Segment Open

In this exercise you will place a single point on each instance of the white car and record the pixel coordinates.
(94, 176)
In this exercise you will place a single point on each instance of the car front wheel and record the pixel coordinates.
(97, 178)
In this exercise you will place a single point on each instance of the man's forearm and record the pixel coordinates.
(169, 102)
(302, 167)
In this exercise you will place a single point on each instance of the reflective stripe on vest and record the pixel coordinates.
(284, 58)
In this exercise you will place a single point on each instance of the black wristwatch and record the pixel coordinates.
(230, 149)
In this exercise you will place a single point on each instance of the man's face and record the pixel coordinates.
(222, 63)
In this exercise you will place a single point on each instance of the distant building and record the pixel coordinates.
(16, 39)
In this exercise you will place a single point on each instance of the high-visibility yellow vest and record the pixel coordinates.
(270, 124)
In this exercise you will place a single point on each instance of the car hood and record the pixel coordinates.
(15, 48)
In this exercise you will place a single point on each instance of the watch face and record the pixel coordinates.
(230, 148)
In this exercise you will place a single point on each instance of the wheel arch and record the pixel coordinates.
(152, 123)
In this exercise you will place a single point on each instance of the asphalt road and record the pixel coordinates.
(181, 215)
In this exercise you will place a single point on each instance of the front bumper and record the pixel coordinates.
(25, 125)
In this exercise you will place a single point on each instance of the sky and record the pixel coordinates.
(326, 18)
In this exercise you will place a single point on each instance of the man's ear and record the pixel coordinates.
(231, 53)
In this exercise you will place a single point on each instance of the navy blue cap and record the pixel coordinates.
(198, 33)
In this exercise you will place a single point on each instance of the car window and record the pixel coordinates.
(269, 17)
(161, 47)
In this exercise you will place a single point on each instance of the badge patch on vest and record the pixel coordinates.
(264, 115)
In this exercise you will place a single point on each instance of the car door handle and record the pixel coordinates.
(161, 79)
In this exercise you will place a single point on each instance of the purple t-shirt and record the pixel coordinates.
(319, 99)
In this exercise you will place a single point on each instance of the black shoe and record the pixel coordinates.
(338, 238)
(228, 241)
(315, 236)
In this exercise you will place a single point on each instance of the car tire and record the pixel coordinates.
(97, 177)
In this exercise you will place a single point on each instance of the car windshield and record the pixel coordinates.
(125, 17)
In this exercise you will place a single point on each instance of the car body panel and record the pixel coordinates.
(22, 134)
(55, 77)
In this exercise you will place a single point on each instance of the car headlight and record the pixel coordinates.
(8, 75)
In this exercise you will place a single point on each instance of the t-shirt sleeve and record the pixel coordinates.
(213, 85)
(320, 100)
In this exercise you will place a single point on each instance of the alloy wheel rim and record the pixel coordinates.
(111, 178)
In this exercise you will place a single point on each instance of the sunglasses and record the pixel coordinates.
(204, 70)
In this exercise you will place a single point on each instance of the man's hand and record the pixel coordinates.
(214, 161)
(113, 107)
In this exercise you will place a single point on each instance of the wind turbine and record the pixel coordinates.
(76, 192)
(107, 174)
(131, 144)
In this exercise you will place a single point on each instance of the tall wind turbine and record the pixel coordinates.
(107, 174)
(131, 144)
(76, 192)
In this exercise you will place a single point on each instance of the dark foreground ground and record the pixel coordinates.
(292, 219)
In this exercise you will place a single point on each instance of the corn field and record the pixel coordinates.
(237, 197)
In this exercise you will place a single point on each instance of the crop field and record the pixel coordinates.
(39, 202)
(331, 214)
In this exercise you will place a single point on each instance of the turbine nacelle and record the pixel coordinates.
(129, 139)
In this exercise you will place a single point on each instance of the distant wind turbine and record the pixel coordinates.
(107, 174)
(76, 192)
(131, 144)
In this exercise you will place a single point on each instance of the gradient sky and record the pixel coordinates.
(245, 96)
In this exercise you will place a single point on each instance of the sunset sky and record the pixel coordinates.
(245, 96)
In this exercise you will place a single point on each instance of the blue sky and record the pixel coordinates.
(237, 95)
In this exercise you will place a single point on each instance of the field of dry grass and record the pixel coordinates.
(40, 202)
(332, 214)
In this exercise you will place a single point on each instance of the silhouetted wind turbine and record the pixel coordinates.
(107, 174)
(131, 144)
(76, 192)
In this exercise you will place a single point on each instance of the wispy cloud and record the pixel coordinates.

Segment Closed

## TASK DETAILS
The records above are to be output in full and without error.

## ANSWER BOX
In this exercise you will place a single point on each instance of the white car and record the pixel coordinates.
(94, 176)
In this exercise you will place a single point on each instance of the car front wheel and record the pixel coordinates.
(97, 178)
In this exercise you will place a single point on each instance of the man's forearm and record the pixel coordinates.
(169, 102)
(302, 167)
In this exercise you will place a single point on each instance of the reflective stripe on vest and record the pixel coordinates.
(284, 58)
In this exercise you will place a single point on each instance of the black wristwatch and record the pixel coordinates.
(230, 149)
In this exercise you will place a single point on each instance of the man's face and record the pixel coordinates.
(222, 63)
In this exercise you will place a single point on each instance of the distant building and record the pixel coordinates.
(16, 39)
In this exercise you will place a single point on each instance of the high-visibility yellow vest and record the pixel coordinates.
(270, 124)
In this exercise you will place a single point on each instance of the car hood and record the pixel coordinates.
(15, 48)
In this exercise you will place a single point on each instance of the watch face and record the pixel coordinates.
(230, 148)
In this exercise you will place a single point on each instance of the wheel arch and record the pixel coordinates.
(152, 123)
In this exercise you will place a single point on each instance of the asphalt road and record the pixel coordinates.
(181, 215)
In this exercise you will place a single point on each instance of the front bumper and record the pixel coordinates.
(25, 125)
In this exercise you will place a single point on each instance of the sky and record the pixel coordinates.
(326, 18)
In this exercise you will place a single point on each instance of the man's ear and record the pixel coordinates.
(231, 53)
In this exercise you will place a single point on each instance of the navy blue cap and record the pixel coordinates.
(198, 33)
In this exercise you will place a single point on each instance of the car window and record the pixel coordinates.
(269, 17)
(161, 47)
In this exercise you will place a single point on each instance of the badge patch on vest and record the pixel coordinates.
(264, 115)
In this exercise you will place a single point on each instance of the car door handle and record the pixel coordinates.
(161, 79)
In this exercise you will place a single point on each instance of the purple t-shirt and record the pixel coordinates.
(319, 99)
In this exercise you will place a single point on each instance of the black shoe and record the pixel coordinates.
(338, 238)
(228, 241)
(315, 236)
In this exercise you will place a single point on each instance of the car tire and record the pixel coordinates.
(97, 177)
In this exercise you will place a single point on each instance of the car windshield and record the pixel coordinates.
(125, 17)
In this exercise you will place a single point on each instance of the car body panel and record the pixel coordinates.
(22, 134)
(55, 77)
In this exercise you will place a single point on each instance of the car headlight and record the pixel coordinates.
(8, 75)
In this exercise you will place a single point on each instance of the t-shirt sleeve and record the pixel coordinates.
(213, 85)
(320, 100)
In this exercise you will place a single point on each instance of the alloy wheel rim and record the pixel coordinates.
(111, 178)
In this exercise you will place a single point on each instance of the sunglasses and record the pixel coordinates.
(204, 70)
In this exercise you will place a single point on each instance of the man's hand and record the pixel coordinates.
(214, 161)
(113, 107)
In this exercise you will place a single point on each instance of the wind turbine and record the pixel coordinates.
(76, 192)
(107, 174)
(131, 144)
In this exercise you will place a single point on each instance of the tall wind turbine and record the pixel coordinates.
(107, 174)
(131, 144)
(76, 192)
In this exercise you will place a single point on each instance of the dark foreground ground and record the pixel coordinates.
(292, 219)
In this exercise you will place a single point on each instance of the corn field and record the pixel coordinates.
(237, 197)
In this exercise you will place a single point on each instance of the crop field and record the pixel coordinates.
(39, 202)
(331, 214)
In this exercise you will place a single point on each instance of the turbine nacelle and record the pixel coordinates.
(129, 139)
In this exercise you will place a single point on each instance of the distant wind turbine and record the pixel coordinates.
(107, 174)
(76, 192)
(131, 144)
In this exercise you will place a single point on each instance of the gradient sky and record the pixel coordinates.
(245, 96)
In this exercise you will place a single point on each instance of the sunset sky and record the pixel coordinates.
(245, 96)
In this exercise you will place a single point on each instance of the blue sky and record the pixel coordinates.
(237, 95)
In this exercise you will place a single point on each instance of the field of dry grass and record the pixel coordinates.
(40, 202)
(332, 214)
In this exercise you will place a single point on each instance of the silhouetted wind turbine and record the pixel coordinates.
(107, 174)
(131, 144)
(76, 192)
In this exercise you will place a single point on each instance of the wispy cloud and record the pixel coordinates.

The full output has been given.